Testo fornito
>>>>

Romagna, aumenta il tasso di emigrazione dei giovani, allarme della Cisl

RIMINI. Il tasso di emigrazione dei giovani tra i 18 e i 34 anni in Romagna (province di Rimini, Forlì-Cesena e Ravenna) è salito dal 2011 ad oggi da 2 a 7,9 cancellazioni ogni mille residenti. A dirlo è il nuovo report elaborato dalla Fondazione Nord Est, in esclusiva per Antares e l’Osservatorio CISL Romagna sulle trasformazioni dell’economia e del lavoro.
«Nel 2011», spiega in una nota la Cisl Romagna, «la provincia di Rimini rappresentava quasi la metà di questa emigrazione giovanile (48%), ma oggi, pur restando il territorio con la maggiore vocazione migratoria, il suo peso si è ridotto al 36%. Al contrario, le province di Ravenna e Forlì-Cesena hanno visto un vero e proprio boom di giovani espatriati, con numeri che sono rispettivamente quadruplicati e quintuplicati. Questo riequilibrio territoriale testimonia come la fuga dei giovani non sia più un fenomeno circoscritto a poche aree, ma una realtà diffusa e in espansione».

<<<<

Nel testo sull'emigrazione dei giovani in Romagna, che quota dell'emigrazione giovanile aveva la provincia di Rimini nel 2011?

Dati forniti
>>>>

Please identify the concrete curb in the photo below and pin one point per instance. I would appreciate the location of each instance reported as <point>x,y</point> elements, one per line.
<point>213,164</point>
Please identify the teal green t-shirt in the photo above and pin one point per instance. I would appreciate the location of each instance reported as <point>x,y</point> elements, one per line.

<<<<
>>>>

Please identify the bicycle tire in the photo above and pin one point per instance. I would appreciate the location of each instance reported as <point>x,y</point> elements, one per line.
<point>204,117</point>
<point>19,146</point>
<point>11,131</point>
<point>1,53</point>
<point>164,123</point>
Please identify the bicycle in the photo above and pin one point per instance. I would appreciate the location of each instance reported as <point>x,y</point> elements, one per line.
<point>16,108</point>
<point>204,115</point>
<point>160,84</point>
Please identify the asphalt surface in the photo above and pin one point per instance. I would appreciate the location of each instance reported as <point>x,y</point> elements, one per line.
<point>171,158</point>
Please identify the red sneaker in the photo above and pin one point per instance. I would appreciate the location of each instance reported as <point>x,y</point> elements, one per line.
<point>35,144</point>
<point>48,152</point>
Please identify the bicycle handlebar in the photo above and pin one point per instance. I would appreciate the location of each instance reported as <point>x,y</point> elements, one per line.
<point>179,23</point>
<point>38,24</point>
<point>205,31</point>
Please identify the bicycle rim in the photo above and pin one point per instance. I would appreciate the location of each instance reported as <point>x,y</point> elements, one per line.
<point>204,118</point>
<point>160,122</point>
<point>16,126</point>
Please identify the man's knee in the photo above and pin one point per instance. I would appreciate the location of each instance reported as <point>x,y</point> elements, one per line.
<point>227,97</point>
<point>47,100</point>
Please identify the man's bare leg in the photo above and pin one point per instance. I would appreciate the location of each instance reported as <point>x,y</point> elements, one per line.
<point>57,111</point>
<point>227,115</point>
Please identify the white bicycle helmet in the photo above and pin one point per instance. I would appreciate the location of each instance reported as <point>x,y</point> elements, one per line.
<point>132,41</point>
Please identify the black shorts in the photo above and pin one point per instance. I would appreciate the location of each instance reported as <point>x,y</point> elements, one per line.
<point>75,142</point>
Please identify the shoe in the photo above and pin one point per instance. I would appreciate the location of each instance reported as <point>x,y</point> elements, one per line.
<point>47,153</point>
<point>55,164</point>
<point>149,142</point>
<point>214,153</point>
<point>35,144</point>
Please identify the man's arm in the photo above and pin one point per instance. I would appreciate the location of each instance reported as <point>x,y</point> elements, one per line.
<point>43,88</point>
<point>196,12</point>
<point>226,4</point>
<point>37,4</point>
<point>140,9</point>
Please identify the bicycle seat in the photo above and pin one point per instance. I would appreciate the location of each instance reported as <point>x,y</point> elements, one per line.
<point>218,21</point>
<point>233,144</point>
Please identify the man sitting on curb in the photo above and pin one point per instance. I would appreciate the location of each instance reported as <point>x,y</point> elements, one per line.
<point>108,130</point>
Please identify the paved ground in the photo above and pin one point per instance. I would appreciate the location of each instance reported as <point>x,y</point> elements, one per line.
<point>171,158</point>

<<<<
>>>>

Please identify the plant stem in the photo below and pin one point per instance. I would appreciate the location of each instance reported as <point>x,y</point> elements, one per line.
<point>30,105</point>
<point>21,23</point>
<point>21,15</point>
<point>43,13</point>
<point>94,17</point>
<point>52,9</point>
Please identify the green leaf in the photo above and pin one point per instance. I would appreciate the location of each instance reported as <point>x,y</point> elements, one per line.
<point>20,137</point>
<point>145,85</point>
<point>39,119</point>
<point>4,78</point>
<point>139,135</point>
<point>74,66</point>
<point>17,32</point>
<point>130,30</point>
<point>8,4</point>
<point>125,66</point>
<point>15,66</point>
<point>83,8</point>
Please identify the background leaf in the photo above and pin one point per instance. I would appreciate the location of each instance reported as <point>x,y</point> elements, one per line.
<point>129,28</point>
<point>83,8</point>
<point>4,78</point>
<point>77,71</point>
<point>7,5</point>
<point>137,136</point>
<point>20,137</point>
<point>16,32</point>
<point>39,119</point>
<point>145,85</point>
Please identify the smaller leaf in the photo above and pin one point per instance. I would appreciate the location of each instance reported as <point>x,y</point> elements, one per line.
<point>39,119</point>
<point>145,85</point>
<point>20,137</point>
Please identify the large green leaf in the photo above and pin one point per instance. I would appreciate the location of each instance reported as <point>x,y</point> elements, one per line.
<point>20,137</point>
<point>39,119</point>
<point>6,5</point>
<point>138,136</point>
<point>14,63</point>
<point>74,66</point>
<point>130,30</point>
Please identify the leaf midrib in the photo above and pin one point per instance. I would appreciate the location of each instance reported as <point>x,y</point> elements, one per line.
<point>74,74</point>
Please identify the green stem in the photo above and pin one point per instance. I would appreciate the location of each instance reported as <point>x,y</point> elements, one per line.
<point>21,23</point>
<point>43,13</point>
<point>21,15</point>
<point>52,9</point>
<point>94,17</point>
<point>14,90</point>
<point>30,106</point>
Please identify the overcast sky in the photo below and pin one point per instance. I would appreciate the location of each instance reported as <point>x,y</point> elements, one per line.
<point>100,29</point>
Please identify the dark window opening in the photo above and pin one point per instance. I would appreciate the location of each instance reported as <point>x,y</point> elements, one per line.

<<<<

Risposta all'esercizio
Quasi la metà, cioè il 48%.